Software Reliability Metrics
Software Reliability Metrics relates to measurements made for assessing software reliability. Most of these software reliability metrics evolved from the earlier hardware reliability metrics. The following table gives the various Software Reliability metrics used, their definition and example system in which they can be applied.
Software Reliability Metrics | Definition | Eg. Systems | |
1. | POFOD – Probability of Failure on Demand | Calculated as a measure of the likelihood that the system will fail when a services is requested i.e. a POFOD value of 0.001 indicates that 1 out of 1000 service requests may result in a failure. | Safety-critical and non-stop systems like hardware control system |
2. | ROCOF – Rate of failure occurrence or Failure Intensity | Calculated as a measure of the frequency of occurrence with which the unexpected behavior is likely to occur i.e. a ROCOF value of 2/100 means that 2 failures may occur in each 100 operational time units. | Operational systems or OLTPs (Online Transaction Processing Systems) |
3. | MTTF -Mean Time to Failure | Calculated as a measure of time between observed system failure i.e. an MTTF value of 500 shows that failure can be expected every 500 time units. If the system is unchanged, MTTF = 1/ROCOF | Systems with long transactions. Here MTTF should be > transaction time. |
4. | AVAIL | Calculated as a measure of how likely the system is to be available for use i.e. an AVAIL value of 0.998 means that in 1000 time units, the system is likely to be available for 998 of these. | Continuously running systems such as cellphone/telephone carriers based systems. |
Significance of Timing factor used in Reliability Metric
The time factor used in Reliability metric calculations are significant since appropriate time units should be chosen if measurements are to be meaningful. The various units of time used are calendar time, processor time and number of transactions. Calendar time may be suitable for systems which are in continuous operations like the monitoring systems and process control systems. Calendar time is not suitable for systems like Telephone/Cellphone carrier systems since such systems spend much of their time waiting to respond to a service request. In such case, processor time is the appropriate unit of time. Number of transactions may be used as a timing factor in various types of transaction processing systems.

* **Coordinate annotation records**
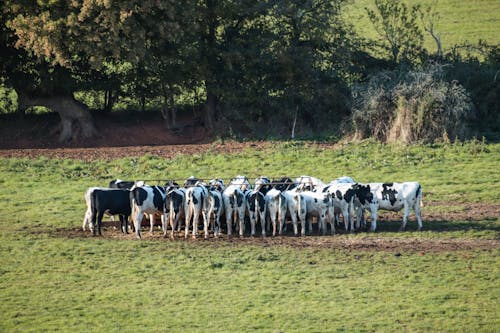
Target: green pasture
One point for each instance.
(50, 282)
(460, 21)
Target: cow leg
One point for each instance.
(405, 217)
(252, 223)
(263, 223)
(373, 211)
(137, 219)
(418, 214)
(187, 221)
(229, 222)
(206, 221)
(151, 223)
(216, 223)
(196, 217)
(273, 222)
(99, 222)
(241, 218)
(123, 224)
(164, 221)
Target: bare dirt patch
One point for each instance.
(34, 137)
(340, 241)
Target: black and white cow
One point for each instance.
(365, 199)
(146, 200)
(191, 181)
(397, 196)
(256, 207)
(296, 208)
(276, 208)
(317, 204)
(196, 206)
(122, 184)
(342, 201)
(110, 201)
(175, 200)
(308, 183)
(216, 204)
(242, 182)
(234, 206)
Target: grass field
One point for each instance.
(51, 281)
(460, 21)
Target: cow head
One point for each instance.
(216, 184)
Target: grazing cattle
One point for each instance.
(308, 183)
(318, 204)
(283, 184)
(196, 205)
(296, 207)
(242, 182)
(256, 206)
(146, 200)
(365, 198)
(343, 180)
(276, 207)
(342, 196)
(234, 206)
(216, 204)
(216, 207)
(397, 196)
(175, 200)
(191, 181)
(122, 184)
(111, 201)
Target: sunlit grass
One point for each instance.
(50, 282)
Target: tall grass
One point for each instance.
(460, 21)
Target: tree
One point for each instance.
(397, 25)
(79, 39)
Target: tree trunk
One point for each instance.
(70, 110)
(210, 111)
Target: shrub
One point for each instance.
(410, 106)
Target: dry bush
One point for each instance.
(411, 106)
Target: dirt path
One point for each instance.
(197, 143)
(340, 241)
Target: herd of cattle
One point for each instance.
(270, 203)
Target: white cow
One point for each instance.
(148, 200)
(296, 207)
(276, 207)
(175, 202)
(256, 207)
(308, 183)
(342, 199)
(197, 205)
(234, 206)
(318, 204)
(397, 196)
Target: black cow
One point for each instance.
(110, 201)
(122, 184)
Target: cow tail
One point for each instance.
(132, 202)
(299, 205)
(93, 209)
(420, 195)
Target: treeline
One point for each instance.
(273, 67)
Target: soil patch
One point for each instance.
(339, 241)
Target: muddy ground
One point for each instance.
(35, 136)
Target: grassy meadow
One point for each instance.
(460, 21)
(54, 283)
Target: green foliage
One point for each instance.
(397, 25)
(410, 106)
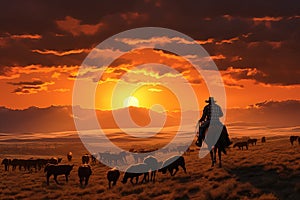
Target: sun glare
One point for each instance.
(131, 101)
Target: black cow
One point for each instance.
(84, 173)
(56, 170)
(173, 163)
(6, 162)
(112, 176)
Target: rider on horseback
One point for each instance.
(211, 113)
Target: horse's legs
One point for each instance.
(80, 180)
(220, 157)
(212, 157)
(55, 178)
(87, 180)
(67, 177)
(48, 176)
(183, 167)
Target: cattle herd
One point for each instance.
(146, 165)
(53, 167)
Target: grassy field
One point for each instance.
(265, 171)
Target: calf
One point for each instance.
(241, 145)
(6, 162)
(112, 176)
(252, 141)
(56, 170)
(85, 159)
(293, 138)
(84, 173)
(152, 163)
(173, 163)
(69, 156)
(134, 171)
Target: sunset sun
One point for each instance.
(131, 101)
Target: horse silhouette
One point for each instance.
(222, 142)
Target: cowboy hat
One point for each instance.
(210, 99)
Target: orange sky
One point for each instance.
(254, 47)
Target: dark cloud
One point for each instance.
(27, 83)
(269, 113)
(257, 25)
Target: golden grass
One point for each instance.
(265, 171)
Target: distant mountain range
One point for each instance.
(60, 118)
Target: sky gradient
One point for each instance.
(255, 45)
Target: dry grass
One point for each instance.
(265, 171)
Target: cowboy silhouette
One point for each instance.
(211, 113)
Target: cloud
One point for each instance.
(61, 53)
(27, 36)
(75, 27)
(263, 34)
(30, 87)
(37, 82)
(154, 90)
(270, 113)
(228, 41)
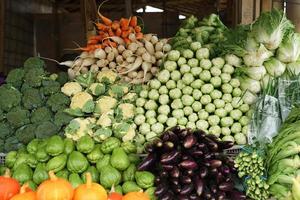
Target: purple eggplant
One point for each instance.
(148, 162)
(187, 189)
(225, 186)
(188, 164)
(185, 179)
(199, 185)
(189, 141)
(203, 172)
(170, 157)
(175, 173)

* **Direction 1**
Answer these questions from the software reliability metrics passage:
(a) What does a POFOD value of 0.001 indicate?
(b) Which unit of time is appropriate for telephone/cellphone carrier systems?
(c) How are MTTF and ROCOF related if the system is unchanged?
* **Direction 2**
Continue the software reliability metrics passage from its last sentence.

* **Task response 1**
(a) 1 out of 1000 service requests may result in a failure.
(b) Processor time.
(c) MTTF = 1/ROCOF.

* **Task response 2**
Criteria for selecting Reliability Metric
General Criteria – The general criteria for the selection of reliability metric for a system is as follows –
Criteria | Reliability Metric |
Systems in which the users are most concerned about how often the system will fail since the cost is significant in restarting the system. | ROCOF |
Systems in which it is essential that a service request should always be met since there is some cost in failing to deliver the service. Also the number of failures in some period is less important. | POFOD |
Systems which is to be available all the time to satisfy the operations to provide a service request and incur some loss if the system is unavailable | AVAIL |
Standard Criteria by Reliability specifications
Standard criteria for selecting reliability metrics may be derived by preparing a reliability specification. Reliability specification is prepared in the following steps –
- Identify the various sub-systems of the main unit
- For each sub-system, identify the various system failures that are likely to occur and then analyze their consequences of these failures.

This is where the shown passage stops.